▶ What to work on
Render the rows below as a JSON list of strings, one string per line, starting with the first line and ending with the line that contains "183,588,385,640". Leave out any blank lines.

▶ Supplied material
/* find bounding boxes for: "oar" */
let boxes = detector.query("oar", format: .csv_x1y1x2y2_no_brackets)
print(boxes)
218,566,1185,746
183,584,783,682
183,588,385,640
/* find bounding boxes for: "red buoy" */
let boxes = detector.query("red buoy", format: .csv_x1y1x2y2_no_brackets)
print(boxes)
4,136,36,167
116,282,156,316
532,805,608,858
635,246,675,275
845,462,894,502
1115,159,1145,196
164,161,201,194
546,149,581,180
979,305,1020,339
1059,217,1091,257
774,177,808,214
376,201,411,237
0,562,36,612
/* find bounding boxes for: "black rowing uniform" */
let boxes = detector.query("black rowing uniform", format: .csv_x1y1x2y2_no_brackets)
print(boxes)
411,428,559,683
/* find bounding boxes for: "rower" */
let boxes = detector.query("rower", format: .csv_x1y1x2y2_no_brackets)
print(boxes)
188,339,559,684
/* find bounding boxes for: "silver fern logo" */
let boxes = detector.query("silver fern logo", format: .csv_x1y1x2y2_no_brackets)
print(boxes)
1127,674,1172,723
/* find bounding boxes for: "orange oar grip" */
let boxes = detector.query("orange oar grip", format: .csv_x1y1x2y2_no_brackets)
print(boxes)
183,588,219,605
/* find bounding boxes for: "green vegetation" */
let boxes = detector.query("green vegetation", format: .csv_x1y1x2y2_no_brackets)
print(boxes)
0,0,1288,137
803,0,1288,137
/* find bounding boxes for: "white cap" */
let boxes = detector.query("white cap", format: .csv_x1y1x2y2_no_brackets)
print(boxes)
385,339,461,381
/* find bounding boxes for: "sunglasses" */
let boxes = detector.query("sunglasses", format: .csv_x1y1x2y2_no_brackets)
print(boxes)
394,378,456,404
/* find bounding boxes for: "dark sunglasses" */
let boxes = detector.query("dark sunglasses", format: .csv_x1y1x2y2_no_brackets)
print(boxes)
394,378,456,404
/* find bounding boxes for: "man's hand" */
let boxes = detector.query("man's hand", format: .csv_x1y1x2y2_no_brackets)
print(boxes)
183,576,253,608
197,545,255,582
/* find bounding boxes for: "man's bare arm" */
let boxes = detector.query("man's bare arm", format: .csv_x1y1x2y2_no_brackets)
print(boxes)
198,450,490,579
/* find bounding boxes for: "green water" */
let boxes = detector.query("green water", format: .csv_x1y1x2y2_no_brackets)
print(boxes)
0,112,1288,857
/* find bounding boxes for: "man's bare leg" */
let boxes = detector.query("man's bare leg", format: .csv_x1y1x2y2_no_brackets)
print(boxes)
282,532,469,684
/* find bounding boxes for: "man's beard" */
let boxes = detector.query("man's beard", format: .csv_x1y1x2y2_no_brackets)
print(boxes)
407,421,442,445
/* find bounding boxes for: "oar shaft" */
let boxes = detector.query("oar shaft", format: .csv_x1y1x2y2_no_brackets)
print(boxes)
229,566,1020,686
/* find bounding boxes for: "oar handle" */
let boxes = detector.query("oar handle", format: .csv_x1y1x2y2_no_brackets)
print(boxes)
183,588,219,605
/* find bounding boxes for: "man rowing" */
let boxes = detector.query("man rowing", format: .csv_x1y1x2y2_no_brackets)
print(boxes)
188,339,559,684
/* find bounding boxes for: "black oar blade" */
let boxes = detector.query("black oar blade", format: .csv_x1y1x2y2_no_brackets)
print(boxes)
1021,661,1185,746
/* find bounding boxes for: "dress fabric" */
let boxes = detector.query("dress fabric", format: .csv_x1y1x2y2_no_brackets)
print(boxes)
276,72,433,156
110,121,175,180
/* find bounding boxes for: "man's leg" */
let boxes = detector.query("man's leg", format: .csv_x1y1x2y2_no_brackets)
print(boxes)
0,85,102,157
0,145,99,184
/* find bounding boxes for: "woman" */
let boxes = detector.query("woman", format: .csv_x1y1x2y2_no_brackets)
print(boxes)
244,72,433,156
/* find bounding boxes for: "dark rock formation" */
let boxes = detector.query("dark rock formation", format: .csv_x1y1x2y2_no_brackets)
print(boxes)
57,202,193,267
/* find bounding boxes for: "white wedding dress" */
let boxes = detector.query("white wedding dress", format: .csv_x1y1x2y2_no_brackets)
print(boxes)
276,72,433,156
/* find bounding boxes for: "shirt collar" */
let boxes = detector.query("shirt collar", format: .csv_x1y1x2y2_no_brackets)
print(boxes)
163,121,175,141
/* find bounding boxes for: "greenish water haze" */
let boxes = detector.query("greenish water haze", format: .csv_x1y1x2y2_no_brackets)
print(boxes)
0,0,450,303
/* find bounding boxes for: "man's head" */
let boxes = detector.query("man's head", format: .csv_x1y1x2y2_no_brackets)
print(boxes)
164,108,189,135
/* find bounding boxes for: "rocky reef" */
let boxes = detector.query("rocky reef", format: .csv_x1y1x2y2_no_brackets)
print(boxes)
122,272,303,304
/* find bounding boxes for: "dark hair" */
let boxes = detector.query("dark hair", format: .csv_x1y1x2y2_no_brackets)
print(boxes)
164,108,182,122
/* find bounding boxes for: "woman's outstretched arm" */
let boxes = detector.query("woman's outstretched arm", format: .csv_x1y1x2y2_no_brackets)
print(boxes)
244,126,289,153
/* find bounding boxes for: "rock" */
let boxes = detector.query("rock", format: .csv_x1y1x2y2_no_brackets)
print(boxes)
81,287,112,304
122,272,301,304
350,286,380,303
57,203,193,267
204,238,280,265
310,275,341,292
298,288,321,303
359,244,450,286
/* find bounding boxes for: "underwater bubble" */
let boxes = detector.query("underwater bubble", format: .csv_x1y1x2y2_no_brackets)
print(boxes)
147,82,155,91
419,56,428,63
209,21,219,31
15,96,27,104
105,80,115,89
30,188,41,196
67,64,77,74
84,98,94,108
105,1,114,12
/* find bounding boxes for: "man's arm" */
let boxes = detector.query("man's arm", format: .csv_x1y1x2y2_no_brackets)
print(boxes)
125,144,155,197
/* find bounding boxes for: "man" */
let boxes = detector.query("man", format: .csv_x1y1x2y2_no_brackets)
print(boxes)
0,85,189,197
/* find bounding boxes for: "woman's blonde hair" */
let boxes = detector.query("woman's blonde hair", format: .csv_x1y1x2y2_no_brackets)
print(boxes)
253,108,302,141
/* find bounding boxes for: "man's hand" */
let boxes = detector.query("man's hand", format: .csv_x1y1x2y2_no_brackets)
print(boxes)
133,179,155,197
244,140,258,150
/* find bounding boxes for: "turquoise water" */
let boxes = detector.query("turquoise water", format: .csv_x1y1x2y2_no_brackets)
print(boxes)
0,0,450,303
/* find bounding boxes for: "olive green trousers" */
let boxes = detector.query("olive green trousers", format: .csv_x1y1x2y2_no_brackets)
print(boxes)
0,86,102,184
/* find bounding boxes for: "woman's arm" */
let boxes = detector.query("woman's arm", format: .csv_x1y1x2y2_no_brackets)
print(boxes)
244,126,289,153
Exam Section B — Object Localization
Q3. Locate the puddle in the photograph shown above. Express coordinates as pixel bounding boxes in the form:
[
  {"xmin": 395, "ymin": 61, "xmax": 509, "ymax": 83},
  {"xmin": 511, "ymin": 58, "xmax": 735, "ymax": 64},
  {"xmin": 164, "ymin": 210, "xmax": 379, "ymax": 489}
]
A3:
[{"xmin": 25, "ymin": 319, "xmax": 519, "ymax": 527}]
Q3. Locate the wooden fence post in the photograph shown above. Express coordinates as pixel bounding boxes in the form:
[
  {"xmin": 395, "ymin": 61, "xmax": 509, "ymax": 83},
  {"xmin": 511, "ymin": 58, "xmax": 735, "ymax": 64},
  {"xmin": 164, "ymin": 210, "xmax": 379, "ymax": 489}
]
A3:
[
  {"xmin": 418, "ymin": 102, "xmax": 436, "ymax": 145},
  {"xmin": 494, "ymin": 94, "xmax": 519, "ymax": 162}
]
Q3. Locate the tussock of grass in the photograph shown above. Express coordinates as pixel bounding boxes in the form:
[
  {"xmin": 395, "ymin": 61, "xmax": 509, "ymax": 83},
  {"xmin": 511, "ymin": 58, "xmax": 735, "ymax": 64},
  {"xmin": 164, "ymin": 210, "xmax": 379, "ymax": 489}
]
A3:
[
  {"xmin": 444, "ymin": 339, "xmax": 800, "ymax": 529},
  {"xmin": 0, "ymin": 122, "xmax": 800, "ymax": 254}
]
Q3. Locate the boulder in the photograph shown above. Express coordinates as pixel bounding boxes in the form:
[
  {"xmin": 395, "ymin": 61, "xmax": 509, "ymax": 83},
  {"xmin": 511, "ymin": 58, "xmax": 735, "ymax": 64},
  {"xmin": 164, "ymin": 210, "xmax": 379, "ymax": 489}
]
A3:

▶ Exercise solution
[
  "/* find bounding boxes for: \"oar\" */",
  "let boxes = detector.query(\"oar\", format: .csv_x1y1x2y2_no_brackets)",
  "print(boxes)",
  "218,566,1185,746",
  "183,584,783,682",
  "183,588,385,640"
]